>> Begin Supplied material
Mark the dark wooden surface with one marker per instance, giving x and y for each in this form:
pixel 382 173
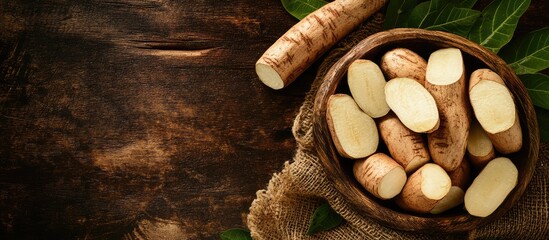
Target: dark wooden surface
pixel 141 119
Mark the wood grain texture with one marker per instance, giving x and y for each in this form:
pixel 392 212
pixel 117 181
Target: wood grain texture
pixel 137 119
pixel 141 119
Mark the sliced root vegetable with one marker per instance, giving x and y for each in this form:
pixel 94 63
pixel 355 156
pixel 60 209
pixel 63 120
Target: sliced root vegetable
pixel 412 104
pixel 424 188
pixel 508 141
pixel 354 133
pixel 380 175
pixel 479 147
pixel 367 84
pixel 402 62
pixel 491 187
pixel 460 181
pixel 445 80
pixel 495 110
pixel 405 146
pixel 302 44
pixel 492 102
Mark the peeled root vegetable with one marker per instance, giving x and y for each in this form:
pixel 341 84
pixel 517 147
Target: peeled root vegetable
pixel 491 187
pixel 405 146
pixel 460 181
pixel 402 62
pixel 445 80
pixel 367 84
pixel 380 175
pixel 479 147
pixel 354 133
pixel 302 44
pixel 413 104
pixel 495 110
pixel 424 189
>> End Supplied material
Given problem :: Copy the records word for word, starting with the line that contains "Mark the peeled" and continuing through the end of the records.

Output of the task ::
Mark the peeled root vegetable with one marker per instance, giving x and y for each in this form:
pixel 341 84
pixel 517 147
Target: peeled root vegetable
pixel 491 187
pixel 405 146
pixel 460 181
pixel 402 62
pixel 445 80
pixel 367 84
pixel 380 175
pixel 479 147
pixel 354 133
pixel 302 44
pixel 413 104
pixel 495 110
pixel 424 189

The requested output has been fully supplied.